▸ **Text section**:
Rawpixel.com - stock.adobe.com
Generative AI has been the dominant analytics trend to date in 2023. But the first half of the year marked just the beginning of how generative AI will be used to transform data analysis.
While many vendors have unveiled their plans for integrating generative AI throughout their platforms, few capabilities have moved beyond the preview stage.
There's been plenty of theoretical talk about how generative AI can revolutionize analytics by making it accessible to more than just data experts and easing burdens on those tasked with overseeing their organizations' analytics operations. But few tools have yet been brought to market.
Those that have been introduced are largely still under wraps.
"The generative AI announcements in the analytics/BI market to date are mostly still in development or private preview," said Doug Henschen, an analyst at Constellation Research. "Overall, I'd say we're beyond the idea/theory stage. But we're short of seeing market-proven gains in productivity and insight."
But generative AI hasn't been the only analytics trend so far in 2023.
The cost of cloud computing has become a problem as organizations migrate more of their data and analytics operations to the cloud, so finding ways to keep those costs under control is a rising trend. In addition, emphasizing data quality is becoming more critical as data volume and data complexity increase.
The state of generative AI
Generative AI has become the dominant trend in analytics so far in 2023 because it has the potential to transform the way organizations work with data.
Data is, and long has been, largely the domain of a small group of experts within an organization.
Data is complicated, and analysis beyond just looking at basic figures takes training. Training, however, is time consuming and can be expensive. Therefore, many organizations lack data literacy.
Meanwhile, analytics platforms are complex and most require code to query and manipulate data. Even those aimed at self-service users that include low-code/no-code capabilities and augmented intelligence features, such as natural language processing, require some level of expertise.

▸ **Record set**:
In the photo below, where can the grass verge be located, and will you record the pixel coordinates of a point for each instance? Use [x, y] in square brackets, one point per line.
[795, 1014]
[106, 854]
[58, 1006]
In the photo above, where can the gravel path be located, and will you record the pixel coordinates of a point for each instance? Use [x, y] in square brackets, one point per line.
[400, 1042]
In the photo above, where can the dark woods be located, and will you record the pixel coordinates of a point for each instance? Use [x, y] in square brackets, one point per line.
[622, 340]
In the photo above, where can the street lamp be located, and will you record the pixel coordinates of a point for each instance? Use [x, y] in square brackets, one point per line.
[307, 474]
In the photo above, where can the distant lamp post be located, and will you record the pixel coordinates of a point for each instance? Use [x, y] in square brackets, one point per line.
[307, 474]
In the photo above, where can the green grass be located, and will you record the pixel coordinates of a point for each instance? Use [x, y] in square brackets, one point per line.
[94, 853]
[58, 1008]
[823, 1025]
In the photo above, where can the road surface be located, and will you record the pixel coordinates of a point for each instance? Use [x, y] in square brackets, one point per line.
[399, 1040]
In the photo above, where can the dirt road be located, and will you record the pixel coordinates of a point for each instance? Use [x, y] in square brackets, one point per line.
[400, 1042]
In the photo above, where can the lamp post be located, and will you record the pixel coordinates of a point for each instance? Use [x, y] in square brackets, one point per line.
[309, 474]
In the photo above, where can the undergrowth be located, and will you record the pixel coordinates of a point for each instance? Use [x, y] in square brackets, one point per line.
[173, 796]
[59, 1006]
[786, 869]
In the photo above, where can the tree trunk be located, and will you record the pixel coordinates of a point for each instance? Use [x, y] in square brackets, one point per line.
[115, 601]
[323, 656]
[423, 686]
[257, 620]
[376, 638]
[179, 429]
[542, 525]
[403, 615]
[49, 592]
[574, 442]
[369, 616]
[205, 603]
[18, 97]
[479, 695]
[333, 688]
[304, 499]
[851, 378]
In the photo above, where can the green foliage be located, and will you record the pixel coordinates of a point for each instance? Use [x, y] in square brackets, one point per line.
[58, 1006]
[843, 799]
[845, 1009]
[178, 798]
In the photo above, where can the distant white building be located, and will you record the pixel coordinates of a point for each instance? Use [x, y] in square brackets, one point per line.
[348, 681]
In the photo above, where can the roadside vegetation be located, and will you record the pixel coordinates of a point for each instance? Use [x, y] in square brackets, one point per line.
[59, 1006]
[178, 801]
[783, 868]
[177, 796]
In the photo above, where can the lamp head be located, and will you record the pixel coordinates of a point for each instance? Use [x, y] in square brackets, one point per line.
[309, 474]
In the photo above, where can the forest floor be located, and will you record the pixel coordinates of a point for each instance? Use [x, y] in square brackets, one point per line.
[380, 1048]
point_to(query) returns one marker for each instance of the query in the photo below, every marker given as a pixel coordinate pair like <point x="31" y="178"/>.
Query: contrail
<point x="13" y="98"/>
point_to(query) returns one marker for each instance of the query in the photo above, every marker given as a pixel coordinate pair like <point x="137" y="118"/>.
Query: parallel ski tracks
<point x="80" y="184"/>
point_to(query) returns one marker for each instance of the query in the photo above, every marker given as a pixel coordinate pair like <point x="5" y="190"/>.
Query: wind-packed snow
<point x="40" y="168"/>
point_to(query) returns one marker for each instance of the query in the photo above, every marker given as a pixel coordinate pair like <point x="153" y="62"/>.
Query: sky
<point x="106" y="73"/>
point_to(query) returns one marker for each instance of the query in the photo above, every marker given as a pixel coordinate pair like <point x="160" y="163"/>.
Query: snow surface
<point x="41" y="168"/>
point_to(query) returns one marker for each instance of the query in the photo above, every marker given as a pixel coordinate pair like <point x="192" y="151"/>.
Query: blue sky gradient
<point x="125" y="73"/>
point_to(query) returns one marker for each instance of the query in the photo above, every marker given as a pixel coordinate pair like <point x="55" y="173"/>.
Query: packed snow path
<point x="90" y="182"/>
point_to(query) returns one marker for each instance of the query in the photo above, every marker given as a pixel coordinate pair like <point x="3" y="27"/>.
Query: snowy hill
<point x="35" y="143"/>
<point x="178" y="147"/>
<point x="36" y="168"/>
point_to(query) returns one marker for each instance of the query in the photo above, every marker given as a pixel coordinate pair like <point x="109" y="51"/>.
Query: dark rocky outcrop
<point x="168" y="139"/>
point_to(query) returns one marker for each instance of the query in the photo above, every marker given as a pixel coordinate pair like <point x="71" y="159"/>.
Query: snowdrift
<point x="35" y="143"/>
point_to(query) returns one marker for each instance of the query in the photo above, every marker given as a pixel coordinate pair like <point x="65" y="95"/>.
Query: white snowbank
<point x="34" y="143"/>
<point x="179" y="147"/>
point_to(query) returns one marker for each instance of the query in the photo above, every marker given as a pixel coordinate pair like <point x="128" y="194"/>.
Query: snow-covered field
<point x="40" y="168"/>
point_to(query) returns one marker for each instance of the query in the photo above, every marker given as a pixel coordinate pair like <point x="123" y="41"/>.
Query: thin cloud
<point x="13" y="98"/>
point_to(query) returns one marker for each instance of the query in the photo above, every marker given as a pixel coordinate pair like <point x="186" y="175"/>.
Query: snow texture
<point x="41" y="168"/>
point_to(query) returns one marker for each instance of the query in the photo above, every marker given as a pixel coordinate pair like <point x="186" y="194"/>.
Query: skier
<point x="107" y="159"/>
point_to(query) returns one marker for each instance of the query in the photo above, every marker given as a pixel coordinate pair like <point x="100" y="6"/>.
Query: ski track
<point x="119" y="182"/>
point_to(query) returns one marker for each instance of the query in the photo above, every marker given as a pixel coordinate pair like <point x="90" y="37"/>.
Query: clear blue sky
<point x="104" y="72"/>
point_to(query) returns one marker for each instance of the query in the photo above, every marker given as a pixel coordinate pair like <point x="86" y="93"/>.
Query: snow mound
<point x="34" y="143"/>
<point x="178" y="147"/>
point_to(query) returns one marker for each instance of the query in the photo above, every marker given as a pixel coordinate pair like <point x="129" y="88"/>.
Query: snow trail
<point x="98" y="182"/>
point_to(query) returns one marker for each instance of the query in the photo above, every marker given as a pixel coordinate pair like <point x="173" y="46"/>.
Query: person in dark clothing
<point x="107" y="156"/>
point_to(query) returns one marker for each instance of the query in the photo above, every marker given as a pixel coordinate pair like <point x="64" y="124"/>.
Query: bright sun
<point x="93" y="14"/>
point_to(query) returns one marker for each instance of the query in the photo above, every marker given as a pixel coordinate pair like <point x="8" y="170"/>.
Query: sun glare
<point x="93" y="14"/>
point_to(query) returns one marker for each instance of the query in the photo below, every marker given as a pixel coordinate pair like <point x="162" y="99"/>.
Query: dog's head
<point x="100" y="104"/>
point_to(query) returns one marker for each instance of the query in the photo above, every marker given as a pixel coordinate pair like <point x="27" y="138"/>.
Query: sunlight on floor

▸ **Parts of the exercise**:
#1 In two sentences, summarize the text on 2023 analytics trends.
#2 Rewrite as a short bulleted list the paragraph of the analytics trends text that begins "The cost of cloud computing has become a problem".

▸ **Activity answers**:
#1 Generative AI has been the dominant analytics trend of 2023 because it could make working with data accessible beyond a small group of experts, but most vendor tools are still in development or private preview. Other trends include controlling the rising cost of cloud computing and emphasizing data quality as data volume and complexity grow.

#2
- Cloud computing costs have become a problem as organizations move more data and analytics operations to the cloud, so keeping those costs under control is a rising trend.
- Data quality is becoming more critical as data volume and complexity increase.